Start of Data for this task

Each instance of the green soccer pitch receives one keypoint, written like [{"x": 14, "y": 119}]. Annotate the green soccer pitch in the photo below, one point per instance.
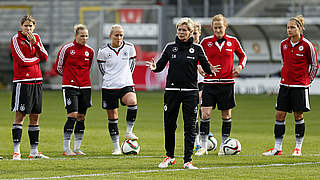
[{"x": 252, "y": 125}]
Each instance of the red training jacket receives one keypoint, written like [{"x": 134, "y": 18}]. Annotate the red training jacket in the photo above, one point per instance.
[
  {"x": 222, "y": 54},
  {"x": 74, "y": 63},
  {"x": 26, "y": 58},
  {"x": 299, "y": 63}
]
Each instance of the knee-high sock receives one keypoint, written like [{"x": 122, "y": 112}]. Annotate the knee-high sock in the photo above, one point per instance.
[
  {"x": 114, "y": 133},
  {"x": 33, "y": 132},
  {"x": 299, "y": 129},
  {"x": 226, "y": 129},
  {"x": 16, "y": 136},
  {"x": 279, "y": 131},
  {"x": 78, "y": 134},
  {"x": 68, "y": 129},
  {"x": 131, "y": 117},
  {"x": 204, "y": 131}
]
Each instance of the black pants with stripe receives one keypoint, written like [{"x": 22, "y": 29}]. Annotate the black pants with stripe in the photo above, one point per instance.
[{"x": 172, "y": 101}]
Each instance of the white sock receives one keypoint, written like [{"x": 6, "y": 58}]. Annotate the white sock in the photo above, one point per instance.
[
  {"x": 66, "y": 145},
  {"x": 299, "y": 141},
  {"x": 204, "y": 141},
  {"x": 130, "y": 125}
]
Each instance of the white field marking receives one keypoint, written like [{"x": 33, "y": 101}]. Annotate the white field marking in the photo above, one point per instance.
[
  {"x": 129, "y": 157},
  {"x": 170, "y": 170}
]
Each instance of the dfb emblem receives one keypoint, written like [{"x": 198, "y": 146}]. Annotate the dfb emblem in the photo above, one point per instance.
[
  {"x": 175, "y": 49},
  {"x": 22, "y": 107},
  {"x": 69, "y": 101},
  {"x": 300, "y": 48},
  {"x": 191, "y": 50}
]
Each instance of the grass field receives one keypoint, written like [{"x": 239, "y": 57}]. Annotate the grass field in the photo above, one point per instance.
[{"x": 253, "y": 120}]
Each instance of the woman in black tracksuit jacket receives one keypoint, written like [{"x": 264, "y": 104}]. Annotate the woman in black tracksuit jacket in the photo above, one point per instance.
[{"x": 181, "y": 87}]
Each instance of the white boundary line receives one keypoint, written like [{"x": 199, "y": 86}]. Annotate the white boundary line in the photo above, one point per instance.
[
  {"x": 170, "y": 170},
  {"x": 132, "y": 156}
]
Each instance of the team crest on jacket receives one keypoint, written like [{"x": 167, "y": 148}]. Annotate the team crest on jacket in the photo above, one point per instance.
[
  {"x": 191, "y": 50},
  {"x": 300, "y": 48},
  {"x": 175, "y": 49}
]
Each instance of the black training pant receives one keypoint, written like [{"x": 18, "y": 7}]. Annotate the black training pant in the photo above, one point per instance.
[{"x": 172, "y": 101}]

End of Data for this task

Exercise requirements: Recast all of the records above as a JSON list of strings with one string per line, skipping blank lines and leaving the pictures out.

Answer to this problem:
[
  "Each instance of the green soccer pitch receives one keypoint, written like [{\"x\": 14, \"y\": 119}]. Annotate the green soccer pitch in the photo below, one point per instance.",
  "[{\"x\": 252, \"y\": 125}]",
  "Each instance of the red training jacket receives one keypoint, written like [{\"x\": 134, \"y\": 18}]. Annotate the red training jacket in the photo above, one point per instance.",
  "[",
  "  {\"x\": 222, \"y\": 54},",
  "  {\"x\": 74, \"y\": 63},",
  "  {\"x\": 26, \"y\": 58},",
  "  {\"x\": 299, \"y\": 63}",
  "]",
  "Each instance of the knee-high sock receives one keypoint, written like [{\"x\": 122, \"y\": 112}]. Annotate the knee-high sock in the photo above, one point per instance.",
  "[",
  "  {\"x\": 114, \"y\": 133},",
  "  {\"x\": 33, \"y\": 132},",
  "  {\"x\": 299, \"y\": 129},",
  "  {\"x\": 226, \"y\": 129},",
  "  {\"x\": 16, \"y\": 136},",
  "  {\"x\": 279, \"y\": 131},",
  "  {\"x\": 78, \"y\": 134},",
  "  {\"x\": 68, \"y\": 129},",
  "  {\"x\": 131, \"y\": 117},",
  "  {\"x\": 204, \"y\": 131}",
  "]",
  "Each instance of the black pants with stripe receives one keypoint, written like [{\"x\": 22, \"y\": 29}]. Annotate the black pants with stripe in the photo above, one point per instance.",
  "[{\"x\": 172, \"y\": 101}]",
  "Each instance of the white sock receives one keypoint, written like [{\"x\": 6, \"y\": 58}]. Annotate the white sock in the photo above, one point per instance.",
  "[",
  "  {\"x\": 66, \"y\": 145},",
  "  {\"x\": 299, \"y\": 141},",
  "  {\"x\": 204, \"y\": 141},",
  "  {\"x\": 130, \"y\": 125}",
  "]",
  "Each instance of the white field marking receives one keypoint, written like [{\"x\": 33, \"y\": 101}]. Annotate the white field marking in the photo above, one point per instance.",
  "[",
  "  {\"x\": 129, \"y\": 157},",
  "  {\"x\": 170, \"y\": 170}",
  "]",
  "Each instance of the dfb emblem receives one keypoint, written like [{\"x\": 198, \"y\": 146}]. Annotate the dfb emblem in the photo above, one point per instance.",
  "[",
  "  {\"x\": 175, \"y\": 49},",
  "  {\"x\": 22, \"y\": 107},",
  "  {\"x\": 69, \"y\": 101},",
  "  {\"x\": 300, \"y\": 48},",
  "  {\"x\": 191, \"y\": 50}",
  "]",
  "Each instance of the grass field receives one keypoint, written like [{\"x\": 239, \"y\": 57}]. Annotate the grass field in the photo above, one point per instance.",
  "[{\"x\": 253, \"y\": 120}]",
  "Each instance of the woman in black tracksuit jacket receives one keypoint, written like [{\"x\": 264, \"y\": 104}]. Annotate the woman in black tracksuit jacket in the photo above, one point per instance.",
  "[{\"x\": 181, \"y\": 87}]",
  "Each instance of the white boundary line receives one keypoint, written like [{\"x\": 199, \"y\": 86}]. Annotate the white boundary line in the photo above, one point per instance.",
  "[",
  "  {\"x\": 170, \"y\": 170},",
  "  {\"x\": 132, \"y\": 156}",
  "]",
  "Each instance of the team crest on jacket receives one keypoint, written like [{\"x\": 167, \"y\": 148}]. Annotate the team crest on jacket in the photo above, one point per instance.",
  "[",
  "  {\"x\": 191, \"y\": 50},",
  "  {\"x\": 300, \"y\": 48},",
  "  {\"x\": 175, \"y\": 49}",
  "]",
  "Each instance of the black training pant receives one keypoint, written like [{\"x\": 18, \"y\": 7}]. Annotate the black training pant in the photo above, one point per instance.",
  "[{\"x\": 172, \"y\": 101}]"
]